▶ **ARTIKEL**:
>>>>>
Disinilah perlunya kita harus beradab yang sebaik-baiknya sewaktu membaca sholawat.
Adab kepada Alloh SWT dan adab Rosululloh SAW.
3.
قَالَ صَلَّى اللهُ
عَلَيْهِ وَسَلَّمَ :إِذَا صَلَّيْتُمْ عَلَيَّ فَأَحْسِنُوا الصَّلاَةَ
فَإِنَّكُمْ لاَتَدْرُوْنَ لَعَلَّ ذَالِكَ يُعْرَضُ عَلَيَّ (رَواه
الدَيْلَمي عن ابْنِ مسْعود رصي الله عنه).
(18)
Bersabda Rosululloh
SAW :
“Ketika kamu sekalian membaca sholawat
kepada-Ku, maka baguskanlah
bacaan sholawat itu. Sesungguhnya kamu sekalian tidak mengerti sekiranya hal tersebut
diperlihatkan kepada-Ku” (HR. ad-Dailami
dari Ibnu Mas’ud, dalam “Ibaad” hal. : 62).
<<<<<
▶ **PETUNJUK 1**:
Jawablah pertanyaan berikut berdasarkan artikel tentang sholawat di atas.
(a) Dua adab apa yang disebutkan dalam artikel?
(b) Apa yang diperintahkan Rosululloh SAW ketika sholawat dibaca kepada-Nya?
(c) Dari siapa ad-Dailami meriwayatkan hadis tersebut?

▶ **DATA TUGAS**:
>>>>>
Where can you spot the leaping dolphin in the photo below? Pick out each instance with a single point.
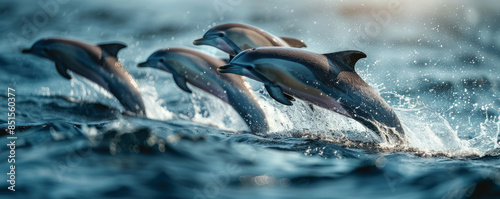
(200, 70)
(96, 63)
(326, 80)
(233, 38)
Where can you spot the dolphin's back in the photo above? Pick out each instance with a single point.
(236, 92)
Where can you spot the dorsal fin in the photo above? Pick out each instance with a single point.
(112, 48)
(348, 57)
(293, 42)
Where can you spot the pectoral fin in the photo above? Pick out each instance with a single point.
(181, 82)
(293, 42)
(276, 93)
(63, 71)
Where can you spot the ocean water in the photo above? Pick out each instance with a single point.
(434, 62)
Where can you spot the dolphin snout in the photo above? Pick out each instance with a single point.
(200, 41)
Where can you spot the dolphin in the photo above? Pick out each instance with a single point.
(96, 63)
(233, 38)
(326, 80)
(200, 70)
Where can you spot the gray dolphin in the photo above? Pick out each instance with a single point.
(200, 70)
(233, 38)
(326, 80)
(96, 63)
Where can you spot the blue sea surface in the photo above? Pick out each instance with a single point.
(434, 62)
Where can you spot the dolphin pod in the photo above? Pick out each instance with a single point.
(233, 38)
(96, 63)
(326, 80)
(200, 70)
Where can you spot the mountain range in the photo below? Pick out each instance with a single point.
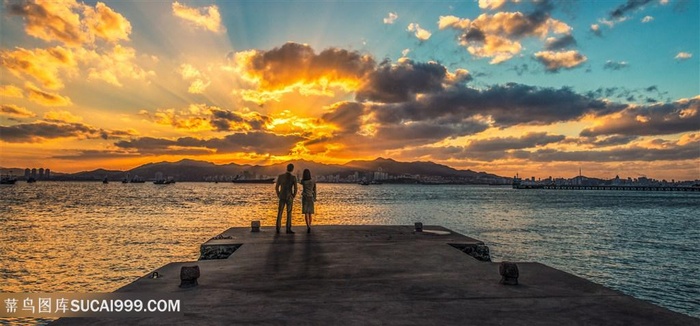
(193, 170)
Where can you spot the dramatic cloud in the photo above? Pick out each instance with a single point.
(492, 4)
(655, 119)
(420, 33)
(105, 23)
(683, 56)
(15, 111)
(207, 18)
(200, 117)
(612, 65)
(114, 66)
(62, 116)
(552, 44)
(345, 116)
(529, 140)
(44, 65)
(391, 18)
(554, 61)
(498, 36)
(502, 105)
(70, 22)
(296, 66)
(45, 98)
(41, 131)
(672, 152)
(391, 83)
(11, 91)
(199, 82)
(224, 120)
(251, 142)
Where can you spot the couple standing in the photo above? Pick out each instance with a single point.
(286, 188)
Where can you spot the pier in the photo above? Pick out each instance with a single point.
(620, 188)
(376, 275)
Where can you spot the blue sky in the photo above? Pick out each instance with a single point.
(505, 86)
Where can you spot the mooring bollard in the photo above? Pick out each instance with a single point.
(419, 227)
(189, 276)
(255, 226)
(509, 273)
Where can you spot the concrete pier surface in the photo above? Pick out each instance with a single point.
(378, 275)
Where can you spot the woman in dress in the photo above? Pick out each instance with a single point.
(308, 197)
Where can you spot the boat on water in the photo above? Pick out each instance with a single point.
(8, 180)
(267, 180)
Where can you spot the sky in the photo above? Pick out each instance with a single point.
(538, 88)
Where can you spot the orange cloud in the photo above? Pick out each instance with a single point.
(70, 22)
(205, 17)
(44, 65)
(62, 116)
(16, 111)
(554, 61)
(295, 66)
(199, 82)
(106, 24)
(111, 67)
(46, 98)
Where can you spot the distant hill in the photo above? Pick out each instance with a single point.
(193, 170)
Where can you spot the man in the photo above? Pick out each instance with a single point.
(286, 188)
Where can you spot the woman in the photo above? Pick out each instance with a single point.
(308, 197)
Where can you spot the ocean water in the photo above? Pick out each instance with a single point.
(94, 237)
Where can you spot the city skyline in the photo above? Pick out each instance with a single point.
(538, 88)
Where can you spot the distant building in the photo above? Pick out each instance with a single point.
(380, 175)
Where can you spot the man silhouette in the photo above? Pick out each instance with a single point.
(286, 188)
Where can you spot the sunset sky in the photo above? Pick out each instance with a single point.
(539, 88)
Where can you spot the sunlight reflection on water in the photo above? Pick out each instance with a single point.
(90, 237)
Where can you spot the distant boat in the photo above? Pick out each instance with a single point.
(7, 180)
(164, 181)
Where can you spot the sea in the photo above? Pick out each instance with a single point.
(92, 237)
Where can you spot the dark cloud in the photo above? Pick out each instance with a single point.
(427, 132)
(225, 120)
(614, 140)
(251, 142)
(41, 131)
(655, 119)
(392, 83)
(347, 116)
(612, 65)
(294, 63)
(669, 151)
(507, 143)
(94, 154)
(560, 43)
(630, 5)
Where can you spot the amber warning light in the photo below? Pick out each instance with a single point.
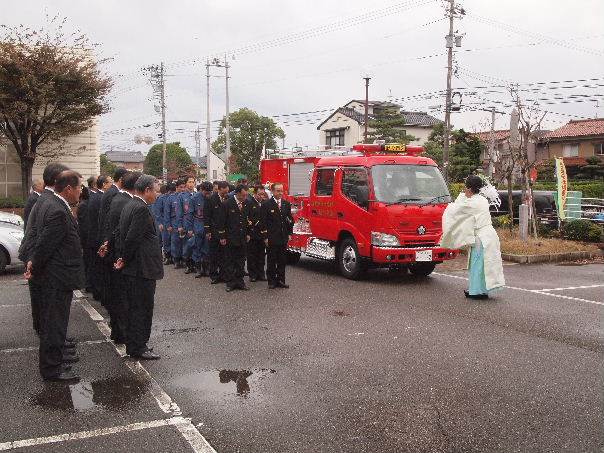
(398, 148)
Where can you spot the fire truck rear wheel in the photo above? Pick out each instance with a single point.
(350, 263)
(422, 269)
(293, 258)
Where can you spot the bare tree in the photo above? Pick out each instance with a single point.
(51, 88)
(530, 118)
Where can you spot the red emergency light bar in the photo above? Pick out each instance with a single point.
(395, 148)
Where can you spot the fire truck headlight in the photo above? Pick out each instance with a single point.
(384, 240)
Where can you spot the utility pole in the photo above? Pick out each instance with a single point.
(208, 136)
(164, 170)
(492, 157)
(227, 122)
(452, 39)
(367, 79)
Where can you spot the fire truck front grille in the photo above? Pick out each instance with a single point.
(417, 244)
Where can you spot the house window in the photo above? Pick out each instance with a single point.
(570, 150)
(335, 137)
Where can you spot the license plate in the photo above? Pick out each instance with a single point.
(423, 255)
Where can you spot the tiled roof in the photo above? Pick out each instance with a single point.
(578, 128)
(125, 156)
(499, 135)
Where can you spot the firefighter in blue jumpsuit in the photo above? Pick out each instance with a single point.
(176, 237)
(195, 225)
(182, 207)
(164, 223)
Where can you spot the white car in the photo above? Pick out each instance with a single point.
(11, 235)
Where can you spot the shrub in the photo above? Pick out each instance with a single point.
(582, 230)
(11, 202)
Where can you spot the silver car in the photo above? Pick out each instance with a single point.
(11, 235)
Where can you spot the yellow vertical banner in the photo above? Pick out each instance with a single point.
(562, 180)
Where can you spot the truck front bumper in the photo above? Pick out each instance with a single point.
(392, 255)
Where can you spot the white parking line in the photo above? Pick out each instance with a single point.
(180, 423)
(35, 348)
(533, 291)
(198, 443)
(572, 287)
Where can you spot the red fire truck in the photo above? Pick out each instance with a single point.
(375, 205)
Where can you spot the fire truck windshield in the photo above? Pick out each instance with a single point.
(413, 184)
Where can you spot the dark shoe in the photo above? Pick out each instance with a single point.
(66, 375)
(147, 355)
(70, 358)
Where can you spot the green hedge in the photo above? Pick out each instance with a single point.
(11, 202)
(582, 230)
(590, 189)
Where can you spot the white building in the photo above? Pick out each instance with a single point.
(346, 126)
(216, 168)
(79, 152)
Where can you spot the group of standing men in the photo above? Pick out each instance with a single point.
(111, 249)
(215, 230)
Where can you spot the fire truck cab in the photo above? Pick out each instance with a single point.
(374, 205)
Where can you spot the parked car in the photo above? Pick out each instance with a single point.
(11, 235)
(545, 205)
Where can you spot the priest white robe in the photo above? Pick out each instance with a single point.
(466, 220)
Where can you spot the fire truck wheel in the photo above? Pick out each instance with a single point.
(350, 263)
(422, 269)
(293, 258)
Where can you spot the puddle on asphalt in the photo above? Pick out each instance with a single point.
(115, 393)
(237, 383)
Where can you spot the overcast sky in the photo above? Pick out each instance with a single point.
(301, 56)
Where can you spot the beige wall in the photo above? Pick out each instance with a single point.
(80, 153)
(586, 147)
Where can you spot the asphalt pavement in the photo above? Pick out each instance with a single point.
(392, 363)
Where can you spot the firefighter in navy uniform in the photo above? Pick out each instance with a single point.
(256, 250)
(277, 226)
(195, 225)
(216, 266)
(234, 234)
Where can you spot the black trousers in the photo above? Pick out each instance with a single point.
(36, 296)
(141, 299)
(235, 263)
(54, 318)
(216, 264)
(118, 307)
(276, 258)
(256, 256)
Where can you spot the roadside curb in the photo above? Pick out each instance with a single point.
(550, 258)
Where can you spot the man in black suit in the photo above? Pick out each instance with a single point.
(256, 250)
(277, 224)
(49, 176)
(94, 206)
(140, 261)
(233, 232)
(216, 264)
(57, 264)
(105, 266)
(36, 190)
(117, 302)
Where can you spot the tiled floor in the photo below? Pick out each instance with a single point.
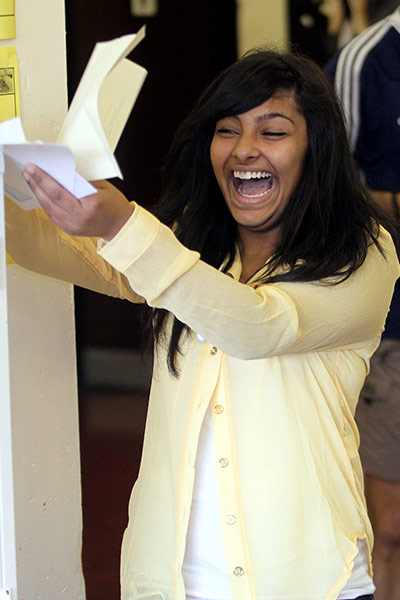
<<<<<
▶ **PETUNJUK 2**: Tampilkan semua baris data yang memuat kata "front".

▶ **JAWABAN 1**:
(a) Adab kepada Alloh SWT dan adab Rosululloh SAW.
(b) Membaguskan bacaan sholawat itu.
(c) Dari Ibnu Mas'ud.

▶ **JAWABAN 2**:
Where can you spot the fire truck front grille in the photo above? Pick out each instance with a single point.
Where can you spot the truck front bumper in the photo above? Pick out each instance with a single point.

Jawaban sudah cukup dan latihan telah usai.